● Task to complete
Pull out each line of the records below that contains the string "curtain", treating uppercase and lowercase letters as different.

begin Information provided

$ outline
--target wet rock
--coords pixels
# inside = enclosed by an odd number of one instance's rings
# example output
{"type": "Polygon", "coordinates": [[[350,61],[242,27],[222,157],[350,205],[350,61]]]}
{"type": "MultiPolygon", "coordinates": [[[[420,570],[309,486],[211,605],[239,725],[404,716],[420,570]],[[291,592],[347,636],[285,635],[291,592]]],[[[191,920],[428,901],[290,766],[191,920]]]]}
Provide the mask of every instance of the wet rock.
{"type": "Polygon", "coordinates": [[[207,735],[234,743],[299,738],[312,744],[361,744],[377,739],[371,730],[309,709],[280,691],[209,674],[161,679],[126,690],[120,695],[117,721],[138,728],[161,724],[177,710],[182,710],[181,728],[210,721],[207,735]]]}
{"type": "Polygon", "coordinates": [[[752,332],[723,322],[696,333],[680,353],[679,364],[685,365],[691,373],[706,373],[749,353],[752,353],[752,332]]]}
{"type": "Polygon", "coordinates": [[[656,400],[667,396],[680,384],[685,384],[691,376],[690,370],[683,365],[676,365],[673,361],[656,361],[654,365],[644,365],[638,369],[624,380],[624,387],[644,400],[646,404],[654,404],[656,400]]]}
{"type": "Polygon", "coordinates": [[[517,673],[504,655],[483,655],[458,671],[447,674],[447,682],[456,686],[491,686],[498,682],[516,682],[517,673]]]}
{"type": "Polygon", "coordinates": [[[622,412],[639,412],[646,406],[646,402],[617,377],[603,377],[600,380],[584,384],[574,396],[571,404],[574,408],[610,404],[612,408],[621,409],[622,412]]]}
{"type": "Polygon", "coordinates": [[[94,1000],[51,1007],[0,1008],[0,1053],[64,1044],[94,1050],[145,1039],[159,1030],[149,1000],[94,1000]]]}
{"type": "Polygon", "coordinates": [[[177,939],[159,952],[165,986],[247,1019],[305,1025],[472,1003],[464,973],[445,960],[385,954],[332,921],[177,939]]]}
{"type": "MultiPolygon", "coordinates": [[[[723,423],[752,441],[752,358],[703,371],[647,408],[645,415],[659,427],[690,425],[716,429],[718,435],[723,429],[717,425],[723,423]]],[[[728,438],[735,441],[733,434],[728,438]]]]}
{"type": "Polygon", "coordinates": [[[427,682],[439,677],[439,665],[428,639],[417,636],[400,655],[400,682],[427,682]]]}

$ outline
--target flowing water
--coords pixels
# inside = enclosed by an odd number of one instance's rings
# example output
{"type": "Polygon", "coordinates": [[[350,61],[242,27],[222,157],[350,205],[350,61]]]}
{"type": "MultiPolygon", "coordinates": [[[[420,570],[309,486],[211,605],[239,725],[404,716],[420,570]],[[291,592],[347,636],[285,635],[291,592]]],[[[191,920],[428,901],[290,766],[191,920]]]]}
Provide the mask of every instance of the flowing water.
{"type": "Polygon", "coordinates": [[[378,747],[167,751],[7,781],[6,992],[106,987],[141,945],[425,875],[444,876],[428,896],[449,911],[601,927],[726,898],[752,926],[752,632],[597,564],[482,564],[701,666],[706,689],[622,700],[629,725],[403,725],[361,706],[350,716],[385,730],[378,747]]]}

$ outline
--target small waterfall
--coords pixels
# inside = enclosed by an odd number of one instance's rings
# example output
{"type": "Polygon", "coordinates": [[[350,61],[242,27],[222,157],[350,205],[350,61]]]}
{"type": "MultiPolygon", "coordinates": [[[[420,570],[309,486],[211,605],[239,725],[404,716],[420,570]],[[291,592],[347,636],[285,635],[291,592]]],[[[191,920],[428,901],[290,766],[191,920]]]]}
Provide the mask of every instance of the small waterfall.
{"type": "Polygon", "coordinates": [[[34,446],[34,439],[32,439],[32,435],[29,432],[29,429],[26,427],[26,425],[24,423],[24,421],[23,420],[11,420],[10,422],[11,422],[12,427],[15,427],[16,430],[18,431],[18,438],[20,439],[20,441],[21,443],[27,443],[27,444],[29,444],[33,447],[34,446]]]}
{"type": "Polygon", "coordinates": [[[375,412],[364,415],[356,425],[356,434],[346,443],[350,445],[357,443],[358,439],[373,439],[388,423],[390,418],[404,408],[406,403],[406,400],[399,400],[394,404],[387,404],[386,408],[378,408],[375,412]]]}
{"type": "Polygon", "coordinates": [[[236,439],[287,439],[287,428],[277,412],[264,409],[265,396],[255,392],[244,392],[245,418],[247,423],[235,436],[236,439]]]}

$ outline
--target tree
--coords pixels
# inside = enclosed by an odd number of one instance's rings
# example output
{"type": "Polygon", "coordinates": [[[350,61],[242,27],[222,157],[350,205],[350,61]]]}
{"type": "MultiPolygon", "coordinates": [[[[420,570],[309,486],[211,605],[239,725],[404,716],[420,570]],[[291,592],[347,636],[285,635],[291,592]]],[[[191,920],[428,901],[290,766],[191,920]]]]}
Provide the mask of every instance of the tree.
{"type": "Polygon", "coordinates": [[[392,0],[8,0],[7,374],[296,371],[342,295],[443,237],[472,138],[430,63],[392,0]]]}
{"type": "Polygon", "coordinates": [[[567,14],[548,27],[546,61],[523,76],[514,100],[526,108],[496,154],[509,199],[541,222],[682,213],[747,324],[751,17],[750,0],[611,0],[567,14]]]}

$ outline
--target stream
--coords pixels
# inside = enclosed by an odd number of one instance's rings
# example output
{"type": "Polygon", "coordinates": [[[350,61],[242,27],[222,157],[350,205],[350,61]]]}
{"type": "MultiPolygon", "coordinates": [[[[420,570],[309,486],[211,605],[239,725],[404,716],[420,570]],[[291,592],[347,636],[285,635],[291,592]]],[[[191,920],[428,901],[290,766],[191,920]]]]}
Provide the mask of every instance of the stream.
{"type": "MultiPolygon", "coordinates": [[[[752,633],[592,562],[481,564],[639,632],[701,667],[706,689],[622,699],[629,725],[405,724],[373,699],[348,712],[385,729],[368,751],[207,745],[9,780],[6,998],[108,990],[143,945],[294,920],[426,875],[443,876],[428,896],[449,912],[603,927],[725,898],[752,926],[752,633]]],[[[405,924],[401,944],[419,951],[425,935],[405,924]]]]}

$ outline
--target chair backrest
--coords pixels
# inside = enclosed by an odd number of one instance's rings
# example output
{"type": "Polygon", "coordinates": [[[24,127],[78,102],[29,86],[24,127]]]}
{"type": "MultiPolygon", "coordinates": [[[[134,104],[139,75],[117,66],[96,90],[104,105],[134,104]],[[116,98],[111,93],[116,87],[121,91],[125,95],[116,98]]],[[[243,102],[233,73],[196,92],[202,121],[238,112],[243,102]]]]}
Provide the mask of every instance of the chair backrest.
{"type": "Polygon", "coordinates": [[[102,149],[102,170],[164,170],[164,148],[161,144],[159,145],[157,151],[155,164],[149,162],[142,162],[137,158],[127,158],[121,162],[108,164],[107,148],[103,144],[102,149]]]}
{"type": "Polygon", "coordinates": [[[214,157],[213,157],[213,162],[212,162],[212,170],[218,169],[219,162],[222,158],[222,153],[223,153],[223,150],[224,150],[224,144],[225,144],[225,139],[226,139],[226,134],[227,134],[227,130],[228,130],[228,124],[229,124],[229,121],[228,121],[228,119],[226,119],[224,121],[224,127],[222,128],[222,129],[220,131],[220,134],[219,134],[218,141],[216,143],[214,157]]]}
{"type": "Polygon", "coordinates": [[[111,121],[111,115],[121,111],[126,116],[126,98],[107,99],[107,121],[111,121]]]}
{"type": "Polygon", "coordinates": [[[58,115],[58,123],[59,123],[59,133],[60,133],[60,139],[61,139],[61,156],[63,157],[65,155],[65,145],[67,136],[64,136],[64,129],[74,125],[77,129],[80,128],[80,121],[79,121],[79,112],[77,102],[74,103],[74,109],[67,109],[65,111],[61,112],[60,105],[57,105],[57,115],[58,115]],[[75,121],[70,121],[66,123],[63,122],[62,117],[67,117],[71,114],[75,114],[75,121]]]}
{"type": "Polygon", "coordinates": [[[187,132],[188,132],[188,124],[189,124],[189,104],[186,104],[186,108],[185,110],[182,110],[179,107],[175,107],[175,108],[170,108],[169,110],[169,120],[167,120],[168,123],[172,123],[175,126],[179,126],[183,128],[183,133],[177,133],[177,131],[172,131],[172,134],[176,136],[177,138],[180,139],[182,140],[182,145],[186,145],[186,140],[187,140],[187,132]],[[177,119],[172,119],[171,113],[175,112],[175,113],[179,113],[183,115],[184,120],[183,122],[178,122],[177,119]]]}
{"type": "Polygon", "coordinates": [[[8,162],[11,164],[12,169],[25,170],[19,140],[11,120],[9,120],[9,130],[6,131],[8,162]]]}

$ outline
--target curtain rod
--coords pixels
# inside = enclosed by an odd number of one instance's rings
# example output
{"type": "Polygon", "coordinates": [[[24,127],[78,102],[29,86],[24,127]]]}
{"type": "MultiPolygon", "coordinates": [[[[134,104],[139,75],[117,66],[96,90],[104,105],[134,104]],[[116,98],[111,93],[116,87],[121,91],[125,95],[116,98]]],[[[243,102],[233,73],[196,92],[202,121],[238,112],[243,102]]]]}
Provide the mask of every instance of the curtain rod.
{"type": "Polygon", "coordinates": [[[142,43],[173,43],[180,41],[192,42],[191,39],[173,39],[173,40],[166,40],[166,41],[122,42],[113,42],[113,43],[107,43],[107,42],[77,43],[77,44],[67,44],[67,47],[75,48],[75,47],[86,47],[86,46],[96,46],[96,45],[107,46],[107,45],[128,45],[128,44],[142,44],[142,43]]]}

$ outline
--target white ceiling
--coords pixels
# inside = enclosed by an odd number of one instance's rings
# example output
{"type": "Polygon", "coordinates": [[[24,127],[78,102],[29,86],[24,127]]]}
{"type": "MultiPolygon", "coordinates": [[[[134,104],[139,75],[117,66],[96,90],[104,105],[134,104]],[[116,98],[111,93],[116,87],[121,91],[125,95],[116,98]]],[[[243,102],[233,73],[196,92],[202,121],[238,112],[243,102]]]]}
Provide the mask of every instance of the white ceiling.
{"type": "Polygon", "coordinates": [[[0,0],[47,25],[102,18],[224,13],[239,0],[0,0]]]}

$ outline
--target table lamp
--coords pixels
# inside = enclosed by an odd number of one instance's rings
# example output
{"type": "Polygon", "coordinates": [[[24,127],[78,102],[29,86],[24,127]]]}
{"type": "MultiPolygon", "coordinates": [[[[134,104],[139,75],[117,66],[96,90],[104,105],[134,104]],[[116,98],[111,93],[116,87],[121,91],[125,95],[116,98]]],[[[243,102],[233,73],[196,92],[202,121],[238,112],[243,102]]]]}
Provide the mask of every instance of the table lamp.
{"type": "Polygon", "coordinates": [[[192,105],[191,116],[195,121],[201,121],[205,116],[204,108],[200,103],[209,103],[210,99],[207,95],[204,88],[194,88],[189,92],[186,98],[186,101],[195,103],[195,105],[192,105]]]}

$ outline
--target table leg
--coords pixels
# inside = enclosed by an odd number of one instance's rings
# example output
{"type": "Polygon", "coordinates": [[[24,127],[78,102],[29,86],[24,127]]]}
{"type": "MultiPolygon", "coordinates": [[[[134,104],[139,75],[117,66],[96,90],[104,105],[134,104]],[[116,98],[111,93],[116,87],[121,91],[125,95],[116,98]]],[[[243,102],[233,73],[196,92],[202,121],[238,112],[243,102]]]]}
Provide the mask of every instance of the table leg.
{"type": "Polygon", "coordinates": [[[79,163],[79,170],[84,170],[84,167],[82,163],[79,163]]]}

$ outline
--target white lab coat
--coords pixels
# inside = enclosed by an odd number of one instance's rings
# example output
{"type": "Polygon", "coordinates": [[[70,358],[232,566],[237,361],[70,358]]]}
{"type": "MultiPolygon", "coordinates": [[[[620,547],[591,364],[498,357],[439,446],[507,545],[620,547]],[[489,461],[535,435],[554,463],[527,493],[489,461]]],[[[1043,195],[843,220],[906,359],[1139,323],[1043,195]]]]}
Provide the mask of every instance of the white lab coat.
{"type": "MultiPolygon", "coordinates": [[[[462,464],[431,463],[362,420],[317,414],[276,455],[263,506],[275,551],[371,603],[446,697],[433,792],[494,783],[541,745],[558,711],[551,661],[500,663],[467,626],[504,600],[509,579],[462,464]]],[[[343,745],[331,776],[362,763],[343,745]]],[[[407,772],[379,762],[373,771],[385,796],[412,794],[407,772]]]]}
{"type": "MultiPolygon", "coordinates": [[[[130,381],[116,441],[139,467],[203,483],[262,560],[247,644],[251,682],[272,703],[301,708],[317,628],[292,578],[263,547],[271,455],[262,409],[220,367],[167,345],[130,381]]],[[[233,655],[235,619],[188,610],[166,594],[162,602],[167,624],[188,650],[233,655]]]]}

end Information provided

● Written response
--target curtain rod
Provide the mask of every instance of the curtain rod.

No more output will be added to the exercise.